#### [Task requirements]
Write out the items below again with every instance of "rough mask" replaced by "coarse mask" and nothing else altered, omitting the pictures.

Data entries
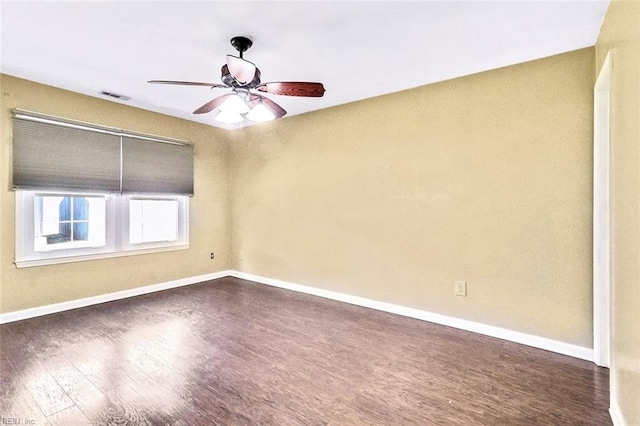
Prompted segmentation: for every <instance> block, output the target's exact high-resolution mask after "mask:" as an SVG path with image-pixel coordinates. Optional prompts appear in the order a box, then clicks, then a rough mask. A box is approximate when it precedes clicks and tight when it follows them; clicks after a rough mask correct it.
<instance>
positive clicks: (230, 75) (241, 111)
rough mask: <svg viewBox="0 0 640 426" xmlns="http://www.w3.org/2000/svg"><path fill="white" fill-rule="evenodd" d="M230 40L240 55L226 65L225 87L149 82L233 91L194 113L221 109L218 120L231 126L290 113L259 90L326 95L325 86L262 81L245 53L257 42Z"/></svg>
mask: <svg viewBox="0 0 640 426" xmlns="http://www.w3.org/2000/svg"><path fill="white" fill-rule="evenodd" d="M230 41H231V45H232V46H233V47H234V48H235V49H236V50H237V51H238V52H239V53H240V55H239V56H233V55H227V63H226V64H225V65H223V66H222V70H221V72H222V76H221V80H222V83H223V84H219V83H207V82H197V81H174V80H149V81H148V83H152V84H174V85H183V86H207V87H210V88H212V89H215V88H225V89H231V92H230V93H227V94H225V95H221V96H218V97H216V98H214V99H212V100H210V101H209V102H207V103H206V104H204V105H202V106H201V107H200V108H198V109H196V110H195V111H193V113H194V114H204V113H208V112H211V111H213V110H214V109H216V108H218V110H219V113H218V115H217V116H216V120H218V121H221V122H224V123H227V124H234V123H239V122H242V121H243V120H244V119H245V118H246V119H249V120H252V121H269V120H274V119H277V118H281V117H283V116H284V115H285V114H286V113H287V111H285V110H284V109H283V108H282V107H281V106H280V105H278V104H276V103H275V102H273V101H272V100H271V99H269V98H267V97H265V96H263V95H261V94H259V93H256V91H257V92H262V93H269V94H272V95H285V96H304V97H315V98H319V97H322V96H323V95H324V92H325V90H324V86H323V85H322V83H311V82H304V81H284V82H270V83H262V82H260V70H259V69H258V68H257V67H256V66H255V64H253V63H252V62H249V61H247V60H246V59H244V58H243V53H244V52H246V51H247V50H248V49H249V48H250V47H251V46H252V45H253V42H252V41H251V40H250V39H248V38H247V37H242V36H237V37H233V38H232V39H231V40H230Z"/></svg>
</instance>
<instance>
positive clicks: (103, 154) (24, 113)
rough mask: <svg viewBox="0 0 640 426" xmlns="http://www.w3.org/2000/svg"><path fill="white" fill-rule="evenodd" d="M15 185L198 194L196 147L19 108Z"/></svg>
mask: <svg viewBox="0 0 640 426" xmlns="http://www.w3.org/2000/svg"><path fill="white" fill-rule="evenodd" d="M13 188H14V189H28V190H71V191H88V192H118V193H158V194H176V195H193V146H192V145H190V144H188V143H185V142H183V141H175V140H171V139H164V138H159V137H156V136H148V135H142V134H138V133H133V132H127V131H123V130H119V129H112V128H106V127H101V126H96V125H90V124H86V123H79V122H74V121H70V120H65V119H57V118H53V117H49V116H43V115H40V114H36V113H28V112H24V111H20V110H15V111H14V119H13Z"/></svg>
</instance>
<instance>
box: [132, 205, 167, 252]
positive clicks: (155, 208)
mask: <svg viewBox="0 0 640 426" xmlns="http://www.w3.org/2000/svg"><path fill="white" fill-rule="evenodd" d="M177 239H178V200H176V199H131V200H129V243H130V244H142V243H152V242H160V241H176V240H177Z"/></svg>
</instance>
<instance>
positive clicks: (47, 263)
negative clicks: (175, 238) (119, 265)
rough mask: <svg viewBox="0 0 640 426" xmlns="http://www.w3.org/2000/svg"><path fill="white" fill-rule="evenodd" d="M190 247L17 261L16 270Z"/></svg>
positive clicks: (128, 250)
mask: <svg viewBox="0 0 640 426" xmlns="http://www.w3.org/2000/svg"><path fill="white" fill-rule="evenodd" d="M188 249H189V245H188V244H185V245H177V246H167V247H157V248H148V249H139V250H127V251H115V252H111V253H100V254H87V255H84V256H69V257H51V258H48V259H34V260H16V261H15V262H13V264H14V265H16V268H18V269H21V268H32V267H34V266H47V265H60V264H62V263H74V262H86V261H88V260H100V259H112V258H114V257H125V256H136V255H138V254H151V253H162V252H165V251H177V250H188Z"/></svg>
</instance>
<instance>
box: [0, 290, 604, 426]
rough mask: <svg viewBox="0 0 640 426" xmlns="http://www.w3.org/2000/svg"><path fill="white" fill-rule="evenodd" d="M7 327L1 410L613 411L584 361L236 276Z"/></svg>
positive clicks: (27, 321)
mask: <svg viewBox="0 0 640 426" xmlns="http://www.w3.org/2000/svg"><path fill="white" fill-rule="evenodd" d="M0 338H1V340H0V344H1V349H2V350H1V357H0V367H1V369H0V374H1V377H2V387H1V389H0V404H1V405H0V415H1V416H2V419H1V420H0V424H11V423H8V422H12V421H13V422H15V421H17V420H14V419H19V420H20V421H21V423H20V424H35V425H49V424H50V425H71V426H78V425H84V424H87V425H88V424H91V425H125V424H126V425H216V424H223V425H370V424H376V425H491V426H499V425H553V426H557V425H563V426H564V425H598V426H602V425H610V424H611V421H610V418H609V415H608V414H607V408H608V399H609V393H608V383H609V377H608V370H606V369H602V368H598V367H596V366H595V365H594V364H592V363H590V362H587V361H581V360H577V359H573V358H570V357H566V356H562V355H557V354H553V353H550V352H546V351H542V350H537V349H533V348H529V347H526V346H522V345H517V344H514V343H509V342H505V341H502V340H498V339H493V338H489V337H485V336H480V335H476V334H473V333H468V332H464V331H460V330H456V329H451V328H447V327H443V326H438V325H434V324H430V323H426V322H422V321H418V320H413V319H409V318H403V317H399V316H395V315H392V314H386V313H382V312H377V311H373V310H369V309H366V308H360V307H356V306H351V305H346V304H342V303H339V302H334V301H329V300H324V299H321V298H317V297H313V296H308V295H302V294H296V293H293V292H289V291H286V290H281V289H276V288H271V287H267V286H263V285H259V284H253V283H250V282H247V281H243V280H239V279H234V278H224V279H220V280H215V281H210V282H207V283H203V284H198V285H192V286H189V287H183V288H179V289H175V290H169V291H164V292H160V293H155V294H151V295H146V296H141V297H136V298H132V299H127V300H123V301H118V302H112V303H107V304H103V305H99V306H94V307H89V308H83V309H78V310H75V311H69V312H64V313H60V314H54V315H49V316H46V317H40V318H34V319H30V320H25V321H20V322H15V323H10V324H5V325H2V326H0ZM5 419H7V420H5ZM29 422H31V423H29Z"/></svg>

#### [Answer]
Prompted segmentation: for every <instance> block, output the target's exact high-resolution mask after "mask:" as an SVG path with image-pixel coordinates. Optional prompts appear in the order a box, then clicks, then a coarse mask. A box is approximate when it precedes clicks and tight when it follows them; clicks after a coarse mask correct it.
<instance>
positive clicks: (230, 75) (241, 111)
coarse mask: <svg viewBox="0 0 640 426" xmlns="http://www.w3.org/2000/svg"><path fill="white" fill-rule="evenodd" d="M230 40L240 55L226 65L225 87L149 82L233 91L194 113L221 109L218 120L231 126L290 113L259 90L326 95L325 86L262 81L245 53L257 42Z"/></svg>
mask: <svg viewBox="0 0 640 426" xmlns="http://www.w3.org/2000/svg"><path fill="white" fill-rule="evenodd" d="M230 41H231V45H232V46H233V47H234V48H235V49H236V50H237V51H238V52H239V53H240V55H239V56H233V55H227V63H226V64H225V65H223V66H222V70H221V72H222V76H221V80H222V83H223V84H219V83H207V82H197V81H174V80H149V81H148V83H152V84H174V85H183V86H207V87H210V88H212V89H215V88H225V89H231V92H230V93H227V94H225V95H221V96H218V97H216V98H214V99H212V100H210V101H209V102H207V103H206V104H204V105H202V106H201V107H200V108H198V109H196V110H195V111H193V113H194V114H204V113H208V112H211V111H213V110H214V109H216V108H218V110H219V113H218V115H217V116H216V120H218V121H221V122H224V123H227V124H234V123H239V122H242V121H243V120H244V119H245V118H246V119H249V120H252V121H269V120H274V119H277V118H281V117H283V116H284V115H285V114H286V113H287V111H285V110H284V109H283V108H282V107H281V106H280V105H278V104H276V103H275V102H273V101H272V100H271V99H269V98H267V97H265V96H263V95H261V94H259V93H256V91H257V92H262V93H269V94H272V95H285V96H304V97H315V98H319V97H322V96H323V95H324V92H325V90H324V86H323V85H322V83H311V82H304V81H284V82H270V83H262V82H260V70H259V69H258V68H257V67H256V66H255V64H253V63H252V62H249V61H247V60H246V59H244V58H243V53H244V52H246V51H247V50H248V49H249V48H250V47H251V46H252V45H253V42H252V41H251V40H250V39H248V38H247V37H242V36H237V37H233V38H232V39H231V40H230Z"/></svg>
</instance>
<instance>
positive clicks: (103, 154) (24, 113)
coarse mask: <svg viewBox="0 0 640 426" xmlns="http://www.w3.org/2000/svg"><path fill="white" fill-rule="evenodd" d="M15 185L198 194L196 147L19 108Z"/></svg>
mask: <svg viewBox="0 0 640 426" xmlns="http://www.w3.org/2000/svg"><path fill="white" fill-rule="evenodd" d="M13 188H14V189H28V190H71V191H88V192H118V193H158V194H176V195H193V146H192V145H190V144H188V143H185V142H183V141H175V140H171V139H164V138H159V137H156V136H148V135H142V134H138V133H133V132H127V131H123V130H119V129H112V128H106V127H101V126H96V125H90V124H86V123H79V122H74V121H70V120H65V119H57V118H53V117H49V116H43V115H40V114H36V113H28V112H24V111H20V110H15V111H14V119H13Z"/></svg>
</instance>
<instance>
box: [132, 205, 167, 252]
positive clicks: (155, 208)
mask: <svg viewBox="0 0 640 426" xmlns="http://www.w3.org/2000/svg"><path fill="white" fill-rule="evenodd" d="M177 239H178V200H176V199H131V200H129V243H130V244H142V243H152V242H160V241H176V240H177Z"/></svg>
</instance>
<instance>
positive clicks: (47, 263)
negative clicks: (175, 238) (119, 265)
coarse mask: <svg viewBox="0 0 640 426" xmlns="http://www.w3.org/2000/svg"><path fill="white" fill-rule="evenodd" d="M190 247L17 261L16 270Z"/></svg>
positive clicks: (128, 250)
mask: <svg viewBox="0 0 640 426" xmlns="http://www.w3.org/2000/svg"><path fill="white" fill-rule="evenodd" d="M188 249H189V245H188V244H185V245H177V246H167V247H157V248H148V249H139V250H127V251H115V252H111V253H100V254H87V255H84V256H69V257H51V258H48V259H34V260H16V261H15V262H13V264H14V265H16V268H18V269H21V268H32V267H34V266H47V265H60V264H62V263H74V262H86V261H88V260H100V259H112V258H114V257H125V256H136V255H138V254H151V253H162V252H165V251H177V250H188Z"/></svg>
</instance>
<instance>
box: [0, 290, 604, 426]
coarse mask: <svg viewBox="0 0 640 426" xmlns="http://www.w3.org/2000/svg"><path fill="white" fill-rule="evenodd" d="M7 327L1 410L613 411L584 361L236 276Z"/></svg>
positive clicks: (27, 321)
mask: <svg viewBox="0 0 640 426" xmlns="http://www.w3.org/2000/svg"><path fill="white" fill-rule="evenodd" d="M0 338H1V340H0V344H1V349H2V350H1V357H0V367H1V369H0V374H1V377H2V387H1V389H0V404H1V405H0V415H1V416H2V419H1V420H0V424H11V423H8V422H12V421H13V422H15V421H17V420H14V419H19V420H20V421H21V423H20V424H35V425H49V424H50V425H71V426H78V425H84V424H87V425H88V424H91V425H125V424H126V425H216V424H223V425H370V424H376V425H491V426H499V425H553V426H557V425H563V426H564V425H598V426H602V425H610V424H611V421H610V418H609V415H608V414H607V408H608V399H609V393H608V383H609V377H608V370H606V369H602V368H598V367H596V366H595V365H594V364H592V363H590V362H587V361H581V360H577V359H573V358H570V357H566V356H562V355H557V354H553V353H550V352H546V351H542V350H537V349H533V348H529V347H526V346H522V345H517V344H514V343H509V342H505V341H502V340H498V339H493V338H489V337H485V336H480V335H476V334H473V333H468V332H464V331H460V330H456V329H451V328H447V327H443V326H438V325H434V324H430V323H426V322H422V321H418V320H413V319H409V318H403V317H399V316H395V315H392V314H386V313H382V312H377V311H373V310H369V309H366V308H360V307H356V306H351V305H346V304H342V303H339V302H334V301H329V300H324V299H321V298H317V297H313V296H308V295H302V294H296V293H293V292H289V291H286V290H281V289H276V288H271V287H267V286H263V285H259V284H253V283H250V282H247V281H243V280H239V279H234V278H224V279H220V280H215V281H210V282H207V283H203V284H198V285H192V286H189V287H183V288H179V289H175V290H169V291H164V292H160V293H155V294H151V295H146V296H141V297H136V298H132V299H127V300H123V301H118V302H112V303H107V304H103V305H99V306H94V307H89V308H83V309H78V310H75V311H69V312H64V313H60V314H54V315H49V316H46V317H40V318H34V319H30V320H25V321H20V322H15V323H10V324H5V325H2V326H0ZM5 419H7V420H5ZM29 422H31V423H29Z"/></svg>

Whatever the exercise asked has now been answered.